Cloud and industrial internet of things (IoT) technologies have allowed organizations to become increasingly digital and more agile, but the adoption of these technologies has also placed tremendous strain on traditional WAN architecture. You can benefit from changing to a software-defined WAN (SD-WAN) so that you can address multiple issues a traditional WAN can’t adequately cover, including security, application performance, and connectivity. Traditional WANs that are relied on by many organizations in the industry are too rigid, aren’t scalable, and lack the resiliency needed for optimal uptime and performance. By contrast, a software-defined wide area network is cloud-ready, scalable, and can quickly connect numerous users and remote facilities.

What is SD-WAN?

SD-WAN controls the management, services, and connectivity between different facilities, data centers, the cloud, and remote offices by using the software to separate the data and control planes, and improve network operations and traffic routing. It works as an overlay network on top of the underlying WAN infrastructure and existing connections and separates the network services from the infrastructure to optimize how data is routed across the network.

A software defined wide area network is managed through a central controller that transmits data to the connected devices so that routers can be configured remotely and connected resources can be programmed and managed without having to be physically present. A deployment can include virtualized customer premises equipment (vCPE) or existing routers that run the software to handle networking, security, policy, and networking management functions.

Software-defined WANs unify communication paths and optimize application performance by implementing tunneling solutions on top of the pre-existing architecture. Enterprises have the option to dynamically connect facilities by leveraging cloud capabilities together with integrated intelligence, making SD-WANs much simpler to deploy enterprise-wide.

A key feature of a software-defined WAN is its ability to manage multiple types of connections and to petition, segment, and secure the traffic traveling across the WAN.

Software-defined WANs vs. Traditional WANs

A traditional WAN requires your organization to purchase and install circuits to route internet protocol services by using layers of hardware to complete networks. The scope and size of these traditional networks make managing them much more difficult because of all of the processes required to manage activity on the network and the number of devices installed.
——————————
Challenge a =>
In the SD-WAN text, what is a software-defined WAN managed through?
The SD-WAN text and the listing have no connection to each other.

Point-labeling dataset excerpts
——————————
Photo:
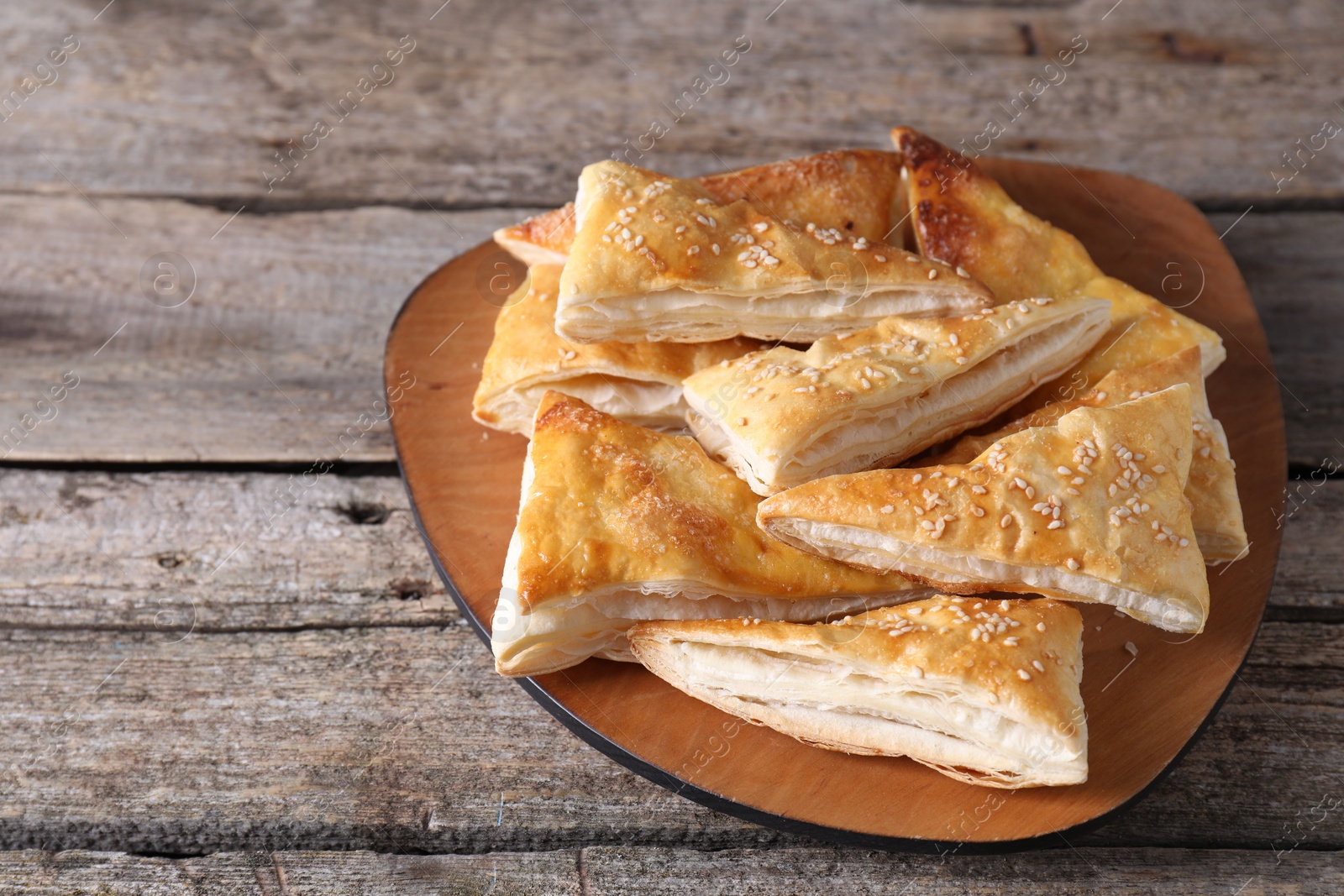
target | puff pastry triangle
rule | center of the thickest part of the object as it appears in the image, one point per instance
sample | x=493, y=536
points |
x=964, y=217
x=851, y=190
x=983, y=689
x=658, y=258
x=1211, y=490
x=618, y=523
x=784, y=417
x=638, y=382
x=1089, y=510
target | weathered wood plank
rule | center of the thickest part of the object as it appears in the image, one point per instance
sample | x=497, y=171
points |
x=296, y=308
x=495, y=107
x=259, y=873
x=277, y=355
x=175, y=553
x=1061, y=872
x=407, y=741
x=219, y=551
x=1296, y=277
x=598, y=869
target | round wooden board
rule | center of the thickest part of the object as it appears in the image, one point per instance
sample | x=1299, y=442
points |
x=1142, y=711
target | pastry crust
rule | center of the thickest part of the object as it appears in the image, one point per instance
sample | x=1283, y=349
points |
x=636, y=382
x=851, y=190
x=1215, y=506
x=964, y=217
x=981, y=689
x=1089, y=510
x=784, y=417
x=618, y=523
x=658, y=258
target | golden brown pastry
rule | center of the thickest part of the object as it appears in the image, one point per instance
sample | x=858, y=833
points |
x=658, y=258
x=1089, y=510
x=636, y=382
x=964, y=217
x=848, y=403
x=850, y=190
x=984, y=691
x=618, y=523
x=1215, y=508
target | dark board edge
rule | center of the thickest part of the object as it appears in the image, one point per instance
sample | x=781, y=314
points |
x=752, y=815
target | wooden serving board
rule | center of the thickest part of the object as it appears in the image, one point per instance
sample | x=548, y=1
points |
x=1142, y=711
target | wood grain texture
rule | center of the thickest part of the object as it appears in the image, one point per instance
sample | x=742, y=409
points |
x=308, y=297
x=275, y=358
x=1297, y=280
x=602, y=871
x=147, y=551
x=260, y=873
x=484, y=112
x=181, y=553
x=405, y=741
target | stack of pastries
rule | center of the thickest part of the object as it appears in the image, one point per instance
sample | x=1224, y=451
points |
x=797, y=448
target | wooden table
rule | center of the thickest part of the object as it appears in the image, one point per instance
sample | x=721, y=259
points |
x=223, y=673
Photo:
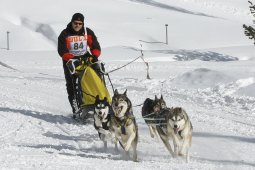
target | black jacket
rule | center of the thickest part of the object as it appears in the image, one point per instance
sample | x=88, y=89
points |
x=92, y=42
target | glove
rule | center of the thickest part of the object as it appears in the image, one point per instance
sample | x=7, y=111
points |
x=67, y=56
x=93, y=59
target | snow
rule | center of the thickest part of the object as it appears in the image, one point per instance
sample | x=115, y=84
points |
x=207, y=68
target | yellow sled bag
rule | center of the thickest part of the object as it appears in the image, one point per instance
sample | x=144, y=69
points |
x=91, y=86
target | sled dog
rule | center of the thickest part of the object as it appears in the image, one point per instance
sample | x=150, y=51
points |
x=179, y=129
x=123, y=123
x=150, y=112
x=102, y=119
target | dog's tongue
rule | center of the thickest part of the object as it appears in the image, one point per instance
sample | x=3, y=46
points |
x=119, y=110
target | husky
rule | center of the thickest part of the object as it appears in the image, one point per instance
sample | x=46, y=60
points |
x=179, y=129
x=102, y=117
x=123, y=123
x=150, y=112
——————————
Challenge b =>
Quote the listing from its first line through the line containing "x=223, y=673", both ends included, and leave the pictures out.

Final result a =>
A central controller that transmits data to the connected devices.

Final result b =>
Photo:
target | puff pastry triangle
rule | center of the thickest part of the object as it appears in the image, one point per instance
sample | x=493, y=536
points |
x=964, y=217
x=851, y=190
x=983, y=689
x=658, y=258
x=1211, y=490
x=618, y=523
x=784, y=417
x=638, y=382
x=1089, y=510
target | weathered wood plank
rule | center of the thickest part of the object as it appears in the image, one point per instance
sample | x=497, y=171
points |
x=296, y=308
x=495, y=107
x=259, y=873
x=277, y=355
x=175, y=553
x=1061, y=872
x=407, y=741
x=219, y=551
x=1296, y=277
x=598, y=869
target | round wooden board
rule | center of the thickest part of the object as it appears in the image, one point per instance
sample | x=1299, y=442
points |
x=1142, y=711
target | pastry crust
rule | center of the thickest part of the object as it appears in the image, one point per instance
sample | x=1283, y=349
points |
x=636, y=382
x=851, y=190
x=1215, y=506
x=964, y=217
x=981, y=689
x=1089, y=510
x=784, y=417
x=618, y=523
x=658, y=258
target | golden brown pastry
rule | center of the thickest part of the object as it appears in the image, one point per instance
sample | x=858, y=833
points |
x=658, y=258
x=1089, y=510
x=636, y=382
x=964, y=217
x=848, y=403
x=850, y=190
x=984, y=691
x=618, y=523
x=1215, y=508
target | dark board edge
rule | center of the thickest part of the object as it appears in the image, one point per instance
sample | x=781, y=314
points |
x=752, y=815
target | wooden serving board
rule | center of the thickest part of the object as it appears in the image, one point per instance
sample | x=548, y=1
points |
x=1142, y=711
target | wood grain texture
rule | center of the thickest part of the object as it appears in the image, one point per instance
sample | x=742, y=409
points |
x=308, y=297
x=275, y=358
x=1297, y=280
x=602, y=871
x=147, y=551
x=260, y=873
x=484, y=112
x=181, y=553
x=405, y=741
target | stack of pastries
rule | center of the thickest part of the object as it appears in the image, one point per instance
sample | x=1224, y=451
points |
x=797, y=448
target | wooden table
rule | center of the thickest part of the object as it appears in the image, one point per instance
sample | x=721, y=259
points |
x=223, y=673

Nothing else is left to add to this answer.